----- INFORMATION SHOWN -----

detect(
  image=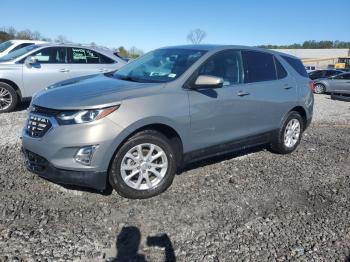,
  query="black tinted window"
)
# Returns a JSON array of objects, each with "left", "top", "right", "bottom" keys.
[
  {"left": 334, "top": 74, "right": 350, "bottom": 80},
  {"left": 324, "top": 70, "right": 341, "bottom": 77},
  {"left": 309, "top": 71, "right": 323, "bottom": 79},
  {"left": 69, "top": 47, "right": 100, "bottom": 64},
  {"left": 9, "top": 43, "right": 34, "bottom": 53},
  {"left": 282, "top": 56, "right": 308, "bottom": 77},
  {"left": 199, "top": 50, "right": 243, "bottom": 86},
  {"left": 242, "top": 51, "right": 276, "bottom": 83},
  {"left": 32, "top": 47, "right": 67, "bottom": 64},
  {"left": 100, "top": 54, "right": 115, "bottom": 64},
  {"left": 275, "top": 57, "right": 288, "bottom": 79}
]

-----

Pick out each line of the listing above that contains the string "bottom", and copy those lines.

**WRITTEN REPLY**
# Returns a JSON array of objects, each with "left", "top", "right", "bottom" keys.
  {"left": 334, "top": 74, "right": 350, "bottom": 80},
  {"left": 324, "top": 70, "right": 341, "bottom": 77},
  {"left": 309, "top": 71, "right": 323, "bottom": 79},
  {"left": 69, "top": 47, "right": 100, "bottom": 64},
  {"left": 9, "top": 43, "right": 34, "bottom": 53},
  {"left": 282, "top": 56, "right": 308, "bottom": 77},
  {"left": 199, "top": 50, "right": 243, "bottom": 86},
  {"left": 242, "top": 51, "right": 276, "bottom": 83},
  {"left": 32, "top": 47, "right": 67, "bottom": 64},
  {"left": 100, "top": 54, "right": 115, "bottom": 64},
  {"left": 275, "top": 57, "right": 288, "bottom": 79}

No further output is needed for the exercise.